- [Problem 1]:
Answer these questions using the earthquake account:
(a) For how many days had it rained before the sunny Saturday afternoon?
(b) About how far from the starting point was the trap brought to a stop?
(c) How many tents were pulled from the fallen outhouse?
- [Problem 2]:
Set down the part of the earthquake account between "The affrighted pony" and "to I heaven.", inclusive, with no changes.
- [Problem 3]:
Carry the earthquake account forward, beginning after its final sentence.
:: Text section
Invitations had been issued for a State Ball at Government House, and the residents of the station were engrossed with prospective decorations, festivity, and entertainment. The weather had been wet, but on this Saturday afternoon, after two days of rain, the sun shone brightly and all were enjoying themselves in the open air. My wife and I had just taken our seats in the dog-cart and were starting for our usual drive. The reins were in my hand, the groom was adjusting a defect in the harness to which I had called his attention, and other servants and orderlies in their red and gold uniforms were standing by, in accordance with their custom, to see us off.

Without a warning and with no premonitory rumble, such as is the ordinary precursor of an earthquake, I heard a clattering on the roof, I felt a swaying of the earth, and the high-spirited pony I was driving dashed off ventre a terre like an arrow from a bow. Amid a terrific roar of indescribable elements, we galloped along, missing by a hair's breadth the wooden railing on the winding drive.

The road yawned open with cracks beneath our feet, the pine trees overhead shook and trembled as though under the influence of a mighty storm, and the pinecones showered an avalanche upon our heads. The Gurkha guard was drawn up for the salute, and we saw the guard-house crumble like a house of cards as we approached it. It was more by luck than skill that we escaped a carriage accident, and I managed to stop the trap about a hundred and fifty yards from where we started.

The affrighted pony was then backing over the railings above a crumbling slope. I sprang out, and got my wife out, I know not how. We could scarcely stand. I thought the swaying trees would fall on us and, reeling as we went, rushed with my wife to an open spot before the flag-staff, where we threw ourselves on the ground. As I leaped from the trap, I looked back to where Government House had been, and saw nothing but a great pillar of red dust from earth to I heaven.

We were safe. But what a terrible moment! The noises of the earthquake, blended with cries of terror, rose all around us, and the shaking of the surface of the earth continued, like the movement of some titanic piece of machinery. Gradually the crisis passed and comparative silence reigned. My private secretary hurried up from the Club, and others followed in quick succession, men, women, and children. Then the rain began to fall and continued for forty-eight hours without intermission.

Darkness was closing in: we had to find some shelter for the night. Government House was a heap of ruins, not one stone standing upon another, and all the masonry houses of Shillong were in a similar plight. My servants and the Gurkha guard tore away the stones from a fallen outhouse in which our camp equipment was stored, and managed to extract three servants' tents, which were rapidly pitched and afforded a refuge. Kindly Samaritans whose houses had not been so completely wrecked as ours found us food. Ten or twelve persons remained huddled up in each of these small tents that night.
::::
:: Dataset records
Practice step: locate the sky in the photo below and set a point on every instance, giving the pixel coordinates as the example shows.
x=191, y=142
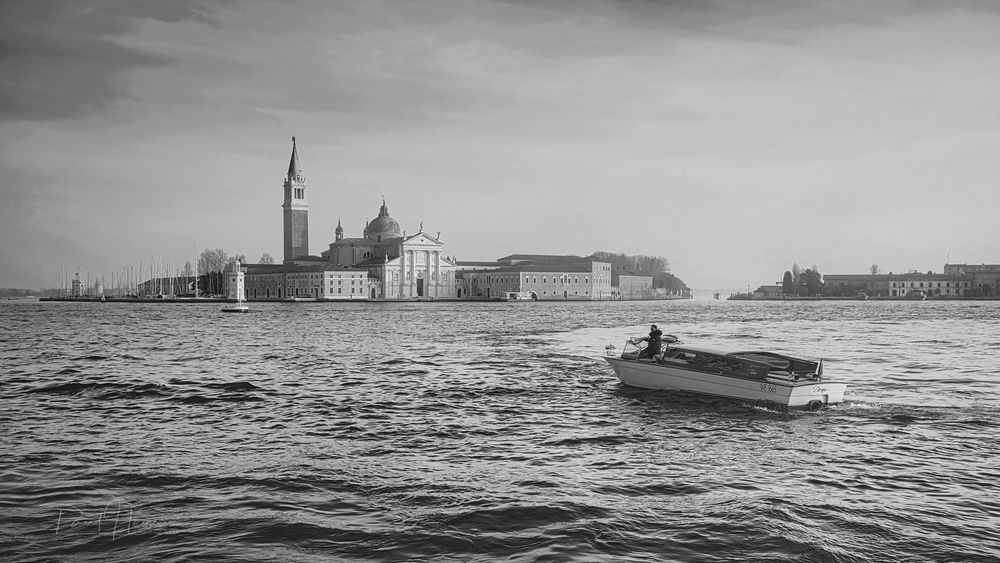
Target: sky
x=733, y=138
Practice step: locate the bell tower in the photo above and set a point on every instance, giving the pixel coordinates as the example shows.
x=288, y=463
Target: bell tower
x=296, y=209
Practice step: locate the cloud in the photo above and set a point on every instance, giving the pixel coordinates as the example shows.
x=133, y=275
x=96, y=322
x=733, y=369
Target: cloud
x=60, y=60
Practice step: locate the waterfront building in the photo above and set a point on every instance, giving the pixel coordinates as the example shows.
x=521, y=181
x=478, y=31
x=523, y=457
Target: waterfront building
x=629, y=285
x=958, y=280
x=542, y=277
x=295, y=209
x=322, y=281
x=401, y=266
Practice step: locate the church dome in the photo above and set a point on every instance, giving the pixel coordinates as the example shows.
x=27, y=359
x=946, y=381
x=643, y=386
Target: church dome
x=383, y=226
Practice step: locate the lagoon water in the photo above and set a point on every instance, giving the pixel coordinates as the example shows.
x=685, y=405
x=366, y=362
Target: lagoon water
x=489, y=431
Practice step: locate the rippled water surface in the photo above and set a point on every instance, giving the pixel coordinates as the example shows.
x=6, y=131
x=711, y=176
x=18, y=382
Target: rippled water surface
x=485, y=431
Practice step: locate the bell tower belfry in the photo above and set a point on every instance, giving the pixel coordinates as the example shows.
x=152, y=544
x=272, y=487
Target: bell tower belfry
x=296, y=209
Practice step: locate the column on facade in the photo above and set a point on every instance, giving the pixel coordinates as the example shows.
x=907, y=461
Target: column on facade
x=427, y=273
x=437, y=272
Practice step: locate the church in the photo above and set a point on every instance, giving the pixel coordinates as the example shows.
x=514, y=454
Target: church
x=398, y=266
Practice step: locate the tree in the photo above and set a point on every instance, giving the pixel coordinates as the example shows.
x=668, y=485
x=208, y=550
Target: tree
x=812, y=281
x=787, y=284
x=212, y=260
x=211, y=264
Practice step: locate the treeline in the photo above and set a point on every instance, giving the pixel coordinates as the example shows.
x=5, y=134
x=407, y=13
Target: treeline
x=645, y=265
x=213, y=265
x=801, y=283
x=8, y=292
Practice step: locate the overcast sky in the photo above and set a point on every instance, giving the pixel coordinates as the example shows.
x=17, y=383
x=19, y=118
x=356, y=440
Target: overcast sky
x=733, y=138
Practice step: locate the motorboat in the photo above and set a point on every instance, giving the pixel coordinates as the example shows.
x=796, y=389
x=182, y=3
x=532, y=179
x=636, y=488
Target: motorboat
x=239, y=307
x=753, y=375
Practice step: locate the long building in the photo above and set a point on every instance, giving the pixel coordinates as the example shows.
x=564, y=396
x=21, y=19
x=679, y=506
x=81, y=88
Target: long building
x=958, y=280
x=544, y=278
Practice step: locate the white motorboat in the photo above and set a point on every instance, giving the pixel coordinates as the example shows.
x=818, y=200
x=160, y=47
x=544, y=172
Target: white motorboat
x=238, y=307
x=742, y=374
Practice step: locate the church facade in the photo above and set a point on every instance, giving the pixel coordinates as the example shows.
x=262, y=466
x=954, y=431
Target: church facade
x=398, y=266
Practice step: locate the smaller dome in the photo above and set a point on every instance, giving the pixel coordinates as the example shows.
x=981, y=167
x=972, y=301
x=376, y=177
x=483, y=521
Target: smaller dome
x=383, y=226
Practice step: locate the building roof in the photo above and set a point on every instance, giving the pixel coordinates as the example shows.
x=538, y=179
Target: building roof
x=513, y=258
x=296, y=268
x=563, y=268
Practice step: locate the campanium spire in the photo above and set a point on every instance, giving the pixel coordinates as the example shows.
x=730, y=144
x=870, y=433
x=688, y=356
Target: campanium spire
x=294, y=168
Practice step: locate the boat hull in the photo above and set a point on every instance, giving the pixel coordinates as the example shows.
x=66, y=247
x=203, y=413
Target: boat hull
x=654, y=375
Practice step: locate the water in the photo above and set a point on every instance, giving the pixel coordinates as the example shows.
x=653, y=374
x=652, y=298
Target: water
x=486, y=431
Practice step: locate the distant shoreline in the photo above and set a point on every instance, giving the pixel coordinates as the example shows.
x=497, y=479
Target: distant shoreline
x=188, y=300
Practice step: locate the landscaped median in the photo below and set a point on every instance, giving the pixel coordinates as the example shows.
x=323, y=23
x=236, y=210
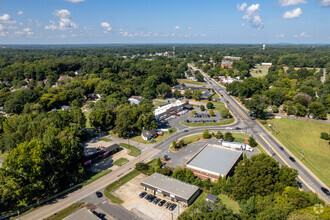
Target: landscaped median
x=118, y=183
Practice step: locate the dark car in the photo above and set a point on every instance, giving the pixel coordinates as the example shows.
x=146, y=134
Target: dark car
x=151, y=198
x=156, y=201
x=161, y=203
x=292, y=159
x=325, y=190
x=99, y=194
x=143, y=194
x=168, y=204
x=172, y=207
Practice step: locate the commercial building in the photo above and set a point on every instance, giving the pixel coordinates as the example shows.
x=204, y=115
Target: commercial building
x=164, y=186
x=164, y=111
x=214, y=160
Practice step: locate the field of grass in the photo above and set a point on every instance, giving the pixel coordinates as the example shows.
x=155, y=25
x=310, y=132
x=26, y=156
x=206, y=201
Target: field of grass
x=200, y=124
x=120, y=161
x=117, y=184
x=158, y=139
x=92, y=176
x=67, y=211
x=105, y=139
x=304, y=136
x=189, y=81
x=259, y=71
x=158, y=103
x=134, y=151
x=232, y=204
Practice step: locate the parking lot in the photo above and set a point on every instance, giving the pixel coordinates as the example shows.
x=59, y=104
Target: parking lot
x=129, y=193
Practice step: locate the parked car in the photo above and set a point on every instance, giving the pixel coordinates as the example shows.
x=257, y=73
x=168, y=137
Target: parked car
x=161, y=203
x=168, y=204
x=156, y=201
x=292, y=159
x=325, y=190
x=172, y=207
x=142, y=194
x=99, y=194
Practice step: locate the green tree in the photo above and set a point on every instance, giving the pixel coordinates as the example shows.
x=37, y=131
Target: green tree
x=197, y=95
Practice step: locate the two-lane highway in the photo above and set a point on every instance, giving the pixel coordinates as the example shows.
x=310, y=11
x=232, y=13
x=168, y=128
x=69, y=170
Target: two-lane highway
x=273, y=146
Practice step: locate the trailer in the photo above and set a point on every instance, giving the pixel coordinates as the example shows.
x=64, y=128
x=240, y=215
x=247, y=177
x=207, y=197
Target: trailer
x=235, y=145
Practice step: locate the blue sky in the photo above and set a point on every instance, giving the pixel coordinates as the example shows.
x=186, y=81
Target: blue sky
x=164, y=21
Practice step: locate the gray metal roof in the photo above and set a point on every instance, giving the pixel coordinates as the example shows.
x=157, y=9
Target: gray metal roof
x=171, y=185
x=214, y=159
::::
:: Dataset records
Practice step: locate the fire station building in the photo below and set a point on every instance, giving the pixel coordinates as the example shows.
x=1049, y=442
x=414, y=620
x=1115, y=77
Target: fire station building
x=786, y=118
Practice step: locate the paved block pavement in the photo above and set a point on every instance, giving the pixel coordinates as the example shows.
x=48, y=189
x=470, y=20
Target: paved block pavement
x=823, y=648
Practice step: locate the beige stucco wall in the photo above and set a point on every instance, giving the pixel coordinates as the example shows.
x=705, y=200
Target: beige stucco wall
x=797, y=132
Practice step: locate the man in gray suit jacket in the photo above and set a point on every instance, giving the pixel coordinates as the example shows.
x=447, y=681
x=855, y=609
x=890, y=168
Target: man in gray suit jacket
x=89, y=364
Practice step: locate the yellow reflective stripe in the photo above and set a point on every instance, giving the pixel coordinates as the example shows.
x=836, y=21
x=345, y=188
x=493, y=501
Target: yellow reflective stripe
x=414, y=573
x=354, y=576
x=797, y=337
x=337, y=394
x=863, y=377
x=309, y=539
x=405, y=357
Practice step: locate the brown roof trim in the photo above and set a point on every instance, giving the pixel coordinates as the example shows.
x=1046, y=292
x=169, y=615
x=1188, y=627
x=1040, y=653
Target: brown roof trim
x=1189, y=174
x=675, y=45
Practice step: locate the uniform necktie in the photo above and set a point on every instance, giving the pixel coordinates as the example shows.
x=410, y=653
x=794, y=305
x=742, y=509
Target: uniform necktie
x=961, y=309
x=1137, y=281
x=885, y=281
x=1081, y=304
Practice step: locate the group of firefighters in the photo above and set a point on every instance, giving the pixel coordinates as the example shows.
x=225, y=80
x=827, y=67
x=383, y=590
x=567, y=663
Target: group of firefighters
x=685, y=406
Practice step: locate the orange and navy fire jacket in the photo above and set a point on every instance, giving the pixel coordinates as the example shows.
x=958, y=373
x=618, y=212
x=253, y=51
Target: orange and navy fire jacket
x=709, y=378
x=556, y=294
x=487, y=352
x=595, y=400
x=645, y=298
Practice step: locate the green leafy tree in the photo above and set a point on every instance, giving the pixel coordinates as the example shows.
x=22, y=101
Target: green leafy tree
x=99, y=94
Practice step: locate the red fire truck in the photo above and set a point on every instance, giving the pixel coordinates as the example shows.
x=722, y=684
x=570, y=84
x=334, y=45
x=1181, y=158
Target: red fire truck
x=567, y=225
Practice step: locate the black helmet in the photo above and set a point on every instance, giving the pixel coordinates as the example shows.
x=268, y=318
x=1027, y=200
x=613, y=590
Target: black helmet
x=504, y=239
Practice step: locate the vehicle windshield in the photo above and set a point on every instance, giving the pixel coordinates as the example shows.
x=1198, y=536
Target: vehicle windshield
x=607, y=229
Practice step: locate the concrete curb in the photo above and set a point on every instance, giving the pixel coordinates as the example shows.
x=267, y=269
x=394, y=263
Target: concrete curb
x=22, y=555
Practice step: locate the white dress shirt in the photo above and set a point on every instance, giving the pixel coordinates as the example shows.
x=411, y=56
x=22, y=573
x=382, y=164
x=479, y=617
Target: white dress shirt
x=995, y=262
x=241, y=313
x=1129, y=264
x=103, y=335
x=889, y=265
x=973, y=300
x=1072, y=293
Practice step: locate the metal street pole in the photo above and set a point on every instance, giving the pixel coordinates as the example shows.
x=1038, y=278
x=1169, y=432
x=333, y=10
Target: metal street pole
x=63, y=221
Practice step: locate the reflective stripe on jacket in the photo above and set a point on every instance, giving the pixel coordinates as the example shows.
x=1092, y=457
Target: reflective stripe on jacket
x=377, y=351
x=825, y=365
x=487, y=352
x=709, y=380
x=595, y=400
::::
- [Task answer 1]:
(a) Two days.
(b) About a hundred and fifty yards.
(c) Three servants' tents.

- [Task answer 2]:
The affrighted pony was then backing over the railings above a crumbling slope. I sprang out, and got my wife out, I know not how. We could scarcely stand. I thought the swaying trees would fall on us and, reeling as we went, rushed with my wife to an open spot before the flag-staff, where we threw ourselves on the ground. As I leaped from the trap, I looked back to where Government House had been, and saw nothing but a great pillar of red dust from earth to I heaven.

- [Task answer 3]:
There was little sleep for any: the earth was in constant tremor, and five minutes did not elapse without a specific shock with its subterranean rumble, and the clattering of the fallen corrugated iron roofs among the adjoining ruins. We kept up a bonfire until the morning, which we fed with the shattered furniture and broken woodwork of the house. Above all was the anxiety for others, for the world outside, which was not relieved until eight days had passed.

I found time to visit many parts of the station. It was a scene of deplorable desolation and distress. Only a very small section of the community had sought a refuge with us in the Government House grounds. Most took shelter as they could find it, in the wooden cricket ground pavilion, which had not subsided, and in sheds in the bazar: others were in their mat-walled stables or coach-houses. The position of all, and especially of delicate ladies and children exposed to the elements, was the most pitiable one. All had their stories of horror to narrate. 


Some had been out riding, some bicycling; some had been walking, and, clinging from tree to tree for protection, had fallen to the ground; a set had been playing lawn tennis when the court crumbled away under their feet; others had been golfing and had fallen prone upon the links; a family saved themselves by rushing out of their house and rolling down the steps; the inmates of the Club just escaped by tumbling out of doors. Women were crying out that the Day of Judgment had come. It was no disgrace for the boldest of men to turn pale, or of the nerves of the strongest to be unstrung.

The Government Press was full of compositors, engaged in printing the Gazette when the building fell in on them. Fatigue parties of sepoys were employed all night in endeavouring to extricate those who were entombed and might still be alive. It was a ghastly sight to witness the dead dragged forth, and the pallid, staggering forms of the survivors. The gallant little Gurkhas worked indefatigably amid drenching rain and depressing darkness and earth tremors.

Mr. Robert Blair McCabe, Inspector-General of Police and an officer of conspicuous distinction, was found dead, horribly crushed, beneath the ruins of his house. It had been the Queen's intention to confer a: Companionship of the Order of the Star of India on the late Mr. R. B. McCabe, Indian Civil Service, in recognition of his services in Assam, and of his work of exceptional merit among the wild tribes of the north-east frontier of India.

Such was the notification which appeared in the Gazette of India a short time after his death. I shall never forget his funeral. We laid him in a sheet and carried him, stumbling over the fallen cemetery walls through a tornado of rain, to his grave, which was already half full of water — a tragic close to a career of the most brilliant promise.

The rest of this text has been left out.